§ Records to process
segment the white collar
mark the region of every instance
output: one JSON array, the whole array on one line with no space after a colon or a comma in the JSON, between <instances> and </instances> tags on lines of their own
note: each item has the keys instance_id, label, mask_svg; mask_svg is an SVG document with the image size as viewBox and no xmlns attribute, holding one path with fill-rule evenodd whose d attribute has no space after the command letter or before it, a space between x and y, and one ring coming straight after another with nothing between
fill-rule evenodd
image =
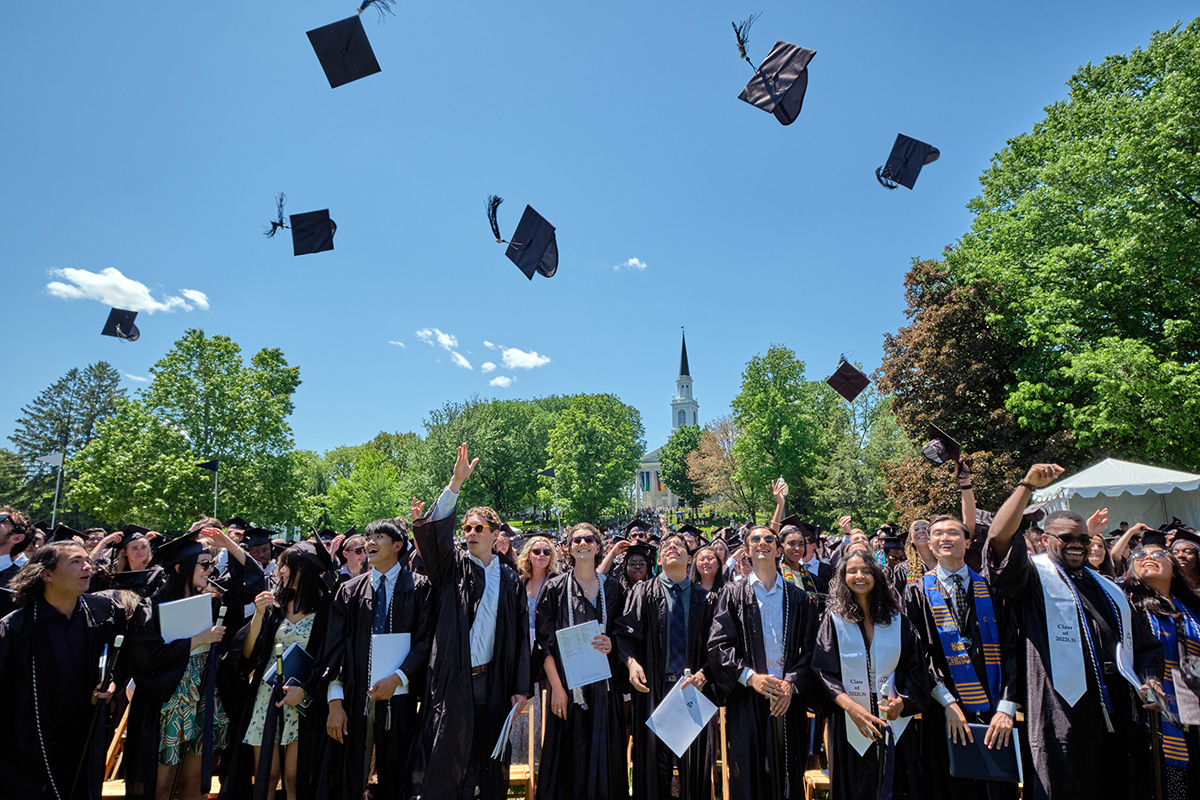
<instances>
[{"instance_id":1,"label":"white collar","mask_svg":"<svg viewBox=\"0 0 1200 800\"><path fill-rule=\"evenodd\" d=\"M0 555L0 572L3 572L4 570L8 569L12 565L13 565L12 556L10 556L8 553L5 553L4 555Z\"/></svg>"},{"instance_id":2,"label":"white collar","mask_svg":"<svg viewBox=\"0 0 1200 800\"><path fill-rule=\"evenodd\" d=\"M393 564L392 568L389 569L387 572L380 572L379 570L375 569L375 567L371 567L371 585L378 586L380 577L384 577L384 578L387 578L388 586L395 586L396 578L399 575L400 575L400 562L399 561L397 561L395 564Z\"/></svg>"},{"instance_id":3,"label":"white collar","mask_svg":"<svg viewBox=\"0 0 1200 800\"><path fill-rule=\"evenodd\" d=\"M474 555L472 555L471 551L469 551L469 550L467 551L467 558L471 559L476 564L483 567L483 562L480 561L478 558L476 558ZM492 560L488 562L486 567L483 567L483 570L484 570L484 572L495 573L496 570L498 570L498 569L500 569L500 557L497 556L495 553L492 553Z\"/></svg>"},{"instance_id":4,"label":"white collar","mask_svg":"<svg viewBox=\"0 0 1200 800\"><path fill-rule=\"evenodd\" d=\"M759 580L757 572L750 573L749 581L751 586L761 586L764 592L766 592L768 595L772 595L775 594L775 590L783 584L783 576L776 573L775 584L770 589L767 589L767 585Z\"/></svg>"},{"instance_id":5,"label":"white collar","mask_svg":"<svg viewBox=\"0 0 1200 800\"><path fill-rule=\"evenodd\" d=\"M960 578L962 578L963 588L971 585L971 570L966 564L962 565L962 569L955 570L954 572L948 572L947 570L943 569L941 564L938 564L937 567L935 567L935 570L937 572L937 579L945 586L950 585L951 575L958 575Z\"/></svg>"},{"instance_id":6,"label":"white collar","mask_svg":"<svg viewBox=\"0 0 1200 800\"><path fill-rule=\"evenodd\" d=\"M814 555L808 561L804 562L804 566L809 572L815 575L821 569L821 559Z\"/></svg>"}]
</instances>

§ Exercise aim
Pictures are to be left out. Everything else in the records above gets repeated exactly.

§ Reply to the task
segment the white collar
mark the region of every instance
output: one JSON array, the whole array on one line with no space after a colon or a comma in the JSON, between <instances> and </instances> tags on lines of their own
note: each item has the keys instance_id, label, mask_svg; mask_svg is an SVG document with the image size as viewBox and no xmlns attribute, holding one path with fill-rule evenodd whose d attribute has no space after the command letter or before it, a space between x and y, and one ring coming straight after another with nothing between
fill-rule evenodd
image =
<instances>
[{"instance_id":1,"label":"white collar","mask_svg":"<svg viewBox=\"0 0 1200 800\"><path fill-rule=\"evenodd\" d=\"M0 555L0 572L3 572L4 570L8 569L12 565L13 565L12 556L10 556L8 553L5 553L4 555Z\"/></svg>"},{"instance_id":2,"label":"white collar","mask_svg":"<svg viewBox=\"0 0 1200 800\"><path fill-rule=\"evenodd\" d=\"M393 564L392 568L389 569L387 572L380 572L379 570L375 569L375 567L371 567L371 585L378 586L380 577L384 577L384 578L387 578L388 586L395 586L396 578L399 575L400 575L400 562L399 561L397 561L395 564Z\"/></svg>"},{"instance_id":3,"label":"white collar","mask_svg":"<svg viewBox=\"0 0 1200 800\"><path fill-rule=\"evenodd\" d=\"M474 555L472 555L471 551L469 551L469 550L467 551L467 558L471 559L476 564L483 567L483 562L480 561L478 558L476 558ZM492 560L488 562L486 567L483 567L483 570L484 570L484 572L495 573L496 570L498 570L498 569L500 569L500 557L497 556L495 553L492 553Z\"/></svg>"},{"instance_id":4,"label":"white collar","mask_svg":"<svg viewBox=\"0 0 1200 800\"><path fill-rule=\"evenodd\" d=\"M759 580L757 572L750 573L749 581L751 586L761 586L764 592L766 592L768 595L772 595L775 594L775 590L783 584L783 576L776 573L775 584L770 589L767 589L767 585Z\"/></svg>"},{"instance_id":5,"label":"white collar","mask_svg":"<svg viewBox=\"0 0 1200 800\"><path fill-rule=\"evenodd\" d=\"M960 578L962 578L963 588L971 585L971 570L966 564L962 565L962 569L955 570L954 572L948 572L947 570L943 569L941 564L938 564L937 567L935 567L935 570L937 572L937 579L945 586L950 585L951 575L958 575Z\"/></svg>"},{"instance_id":6,"label":"white collar","mask_svg":"<svg viewBox=\"0 0 1200 800\"><path fill-rule=\"evenodd\" d=\"M814 555L808 561L804 562L804 566L809 572L815 575L821 569L821 559Z\"/></svg>"}]
</instances>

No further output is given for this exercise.